■ PROBLEM ■
Your task is to extract the lines from the one holding "Question. For every instance of the utility" through the end of the material. Set them down exactly and add nothing.

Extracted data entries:
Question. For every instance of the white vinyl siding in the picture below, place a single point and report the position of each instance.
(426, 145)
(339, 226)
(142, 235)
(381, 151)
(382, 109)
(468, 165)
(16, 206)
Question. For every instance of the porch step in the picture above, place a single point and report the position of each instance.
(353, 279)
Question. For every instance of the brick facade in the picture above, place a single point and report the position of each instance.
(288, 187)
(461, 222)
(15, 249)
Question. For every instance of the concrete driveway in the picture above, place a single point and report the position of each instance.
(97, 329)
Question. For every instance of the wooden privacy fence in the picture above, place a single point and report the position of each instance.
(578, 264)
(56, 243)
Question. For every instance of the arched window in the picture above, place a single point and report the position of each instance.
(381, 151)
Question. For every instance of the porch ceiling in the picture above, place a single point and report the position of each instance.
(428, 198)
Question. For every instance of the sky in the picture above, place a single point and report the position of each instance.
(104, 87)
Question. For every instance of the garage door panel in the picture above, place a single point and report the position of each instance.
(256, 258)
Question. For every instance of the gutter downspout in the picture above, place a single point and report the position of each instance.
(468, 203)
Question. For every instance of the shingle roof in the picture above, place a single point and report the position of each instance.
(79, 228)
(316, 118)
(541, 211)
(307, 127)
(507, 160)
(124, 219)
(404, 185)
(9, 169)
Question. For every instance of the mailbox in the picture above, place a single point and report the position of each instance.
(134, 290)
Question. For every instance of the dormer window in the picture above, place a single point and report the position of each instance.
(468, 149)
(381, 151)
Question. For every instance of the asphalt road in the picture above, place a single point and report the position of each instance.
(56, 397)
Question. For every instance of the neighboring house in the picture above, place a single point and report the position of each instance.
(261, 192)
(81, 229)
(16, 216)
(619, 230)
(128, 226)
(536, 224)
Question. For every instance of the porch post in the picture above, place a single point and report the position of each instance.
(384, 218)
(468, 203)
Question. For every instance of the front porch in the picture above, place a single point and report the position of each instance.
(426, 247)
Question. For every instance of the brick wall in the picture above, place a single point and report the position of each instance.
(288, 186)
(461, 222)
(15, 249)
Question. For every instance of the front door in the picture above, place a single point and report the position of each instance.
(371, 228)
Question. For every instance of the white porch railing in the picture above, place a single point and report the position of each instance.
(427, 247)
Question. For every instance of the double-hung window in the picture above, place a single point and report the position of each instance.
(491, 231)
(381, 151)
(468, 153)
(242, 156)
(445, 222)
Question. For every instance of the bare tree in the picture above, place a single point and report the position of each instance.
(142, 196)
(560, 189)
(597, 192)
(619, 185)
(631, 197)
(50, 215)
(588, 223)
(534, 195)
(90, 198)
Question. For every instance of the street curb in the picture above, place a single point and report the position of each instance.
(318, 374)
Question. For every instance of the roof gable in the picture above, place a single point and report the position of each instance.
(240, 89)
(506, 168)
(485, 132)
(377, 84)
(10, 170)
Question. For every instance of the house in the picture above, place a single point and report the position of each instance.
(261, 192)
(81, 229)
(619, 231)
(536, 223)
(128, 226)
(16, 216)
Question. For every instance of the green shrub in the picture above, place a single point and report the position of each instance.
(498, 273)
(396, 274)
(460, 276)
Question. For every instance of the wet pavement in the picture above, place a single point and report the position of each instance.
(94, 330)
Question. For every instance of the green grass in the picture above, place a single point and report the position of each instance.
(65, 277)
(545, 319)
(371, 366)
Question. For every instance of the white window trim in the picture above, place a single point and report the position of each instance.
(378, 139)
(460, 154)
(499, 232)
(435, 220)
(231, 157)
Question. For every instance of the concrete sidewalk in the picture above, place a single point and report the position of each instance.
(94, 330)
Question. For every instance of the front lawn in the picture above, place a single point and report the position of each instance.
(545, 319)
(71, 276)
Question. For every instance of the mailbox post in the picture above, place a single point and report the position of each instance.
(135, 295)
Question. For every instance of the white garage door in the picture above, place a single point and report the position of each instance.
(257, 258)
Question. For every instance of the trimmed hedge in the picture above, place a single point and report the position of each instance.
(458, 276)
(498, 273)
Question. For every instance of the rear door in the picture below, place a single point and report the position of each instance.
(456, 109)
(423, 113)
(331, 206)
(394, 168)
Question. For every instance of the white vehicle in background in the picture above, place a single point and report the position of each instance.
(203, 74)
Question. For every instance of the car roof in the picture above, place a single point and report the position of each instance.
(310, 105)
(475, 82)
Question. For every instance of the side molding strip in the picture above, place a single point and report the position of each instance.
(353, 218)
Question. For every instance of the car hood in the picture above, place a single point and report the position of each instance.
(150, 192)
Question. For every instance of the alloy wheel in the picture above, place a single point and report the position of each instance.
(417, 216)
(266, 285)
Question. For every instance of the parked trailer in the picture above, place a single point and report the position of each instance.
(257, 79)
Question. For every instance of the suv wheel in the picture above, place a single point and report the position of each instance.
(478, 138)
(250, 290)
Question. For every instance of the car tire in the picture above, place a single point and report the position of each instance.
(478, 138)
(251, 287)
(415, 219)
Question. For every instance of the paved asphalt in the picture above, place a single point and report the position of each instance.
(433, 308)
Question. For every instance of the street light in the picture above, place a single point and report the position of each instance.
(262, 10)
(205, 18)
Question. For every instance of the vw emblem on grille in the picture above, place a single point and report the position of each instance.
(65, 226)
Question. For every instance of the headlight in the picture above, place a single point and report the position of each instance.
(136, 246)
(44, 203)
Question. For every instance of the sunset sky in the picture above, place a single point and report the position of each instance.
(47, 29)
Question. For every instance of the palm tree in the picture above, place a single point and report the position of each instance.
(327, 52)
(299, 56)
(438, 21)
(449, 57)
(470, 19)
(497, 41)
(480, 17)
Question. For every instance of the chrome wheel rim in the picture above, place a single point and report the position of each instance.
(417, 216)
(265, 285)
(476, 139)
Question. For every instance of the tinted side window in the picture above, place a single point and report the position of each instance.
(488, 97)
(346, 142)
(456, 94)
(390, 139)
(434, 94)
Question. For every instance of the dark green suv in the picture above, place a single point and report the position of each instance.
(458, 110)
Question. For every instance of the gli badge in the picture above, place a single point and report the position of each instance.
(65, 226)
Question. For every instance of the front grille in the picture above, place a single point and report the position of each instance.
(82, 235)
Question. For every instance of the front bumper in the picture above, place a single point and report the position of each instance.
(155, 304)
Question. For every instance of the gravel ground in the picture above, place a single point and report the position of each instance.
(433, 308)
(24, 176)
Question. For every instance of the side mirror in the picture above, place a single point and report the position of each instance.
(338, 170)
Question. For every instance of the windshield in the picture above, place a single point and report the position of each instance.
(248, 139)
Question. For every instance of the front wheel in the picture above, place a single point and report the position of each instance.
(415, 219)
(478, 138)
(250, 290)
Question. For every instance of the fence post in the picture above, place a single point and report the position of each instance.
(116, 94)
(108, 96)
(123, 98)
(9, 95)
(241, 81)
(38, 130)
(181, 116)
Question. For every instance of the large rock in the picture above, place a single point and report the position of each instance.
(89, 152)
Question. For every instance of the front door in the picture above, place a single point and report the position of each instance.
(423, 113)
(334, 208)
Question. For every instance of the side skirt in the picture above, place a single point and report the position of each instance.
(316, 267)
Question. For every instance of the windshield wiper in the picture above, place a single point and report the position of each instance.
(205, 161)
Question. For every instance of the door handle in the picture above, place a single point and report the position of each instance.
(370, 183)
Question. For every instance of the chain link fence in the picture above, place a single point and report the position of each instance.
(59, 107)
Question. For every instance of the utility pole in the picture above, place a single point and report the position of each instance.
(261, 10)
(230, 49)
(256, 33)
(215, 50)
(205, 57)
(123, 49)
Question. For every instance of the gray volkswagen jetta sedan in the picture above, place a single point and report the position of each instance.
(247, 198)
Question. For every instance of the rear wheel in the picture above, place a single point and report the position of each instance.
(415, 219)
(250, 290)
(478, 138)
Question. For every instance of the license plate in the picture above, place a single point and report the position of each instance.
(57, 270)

■ OUTPUT ■
Question. For every instance of the utility pole in the picture above, place a single point and report the position of each instance.
(261, 10)
(230, 49)
(256, 33)
(215, 50)
(205, 57)
(123, 49)
Question. For every instance of the gray volkswagen jetta sedan in the picture above, place a single point and report the position of each instance.
(247, 198)
Question. For every instance of the rear wheel in the picture above, place a single point and report the position of each instance.
(415, 219)
(250, 290)
(478, 138)
Question. For every instance of the license plate in the picture above, place a single point and report the position of each instance.
(57, 270)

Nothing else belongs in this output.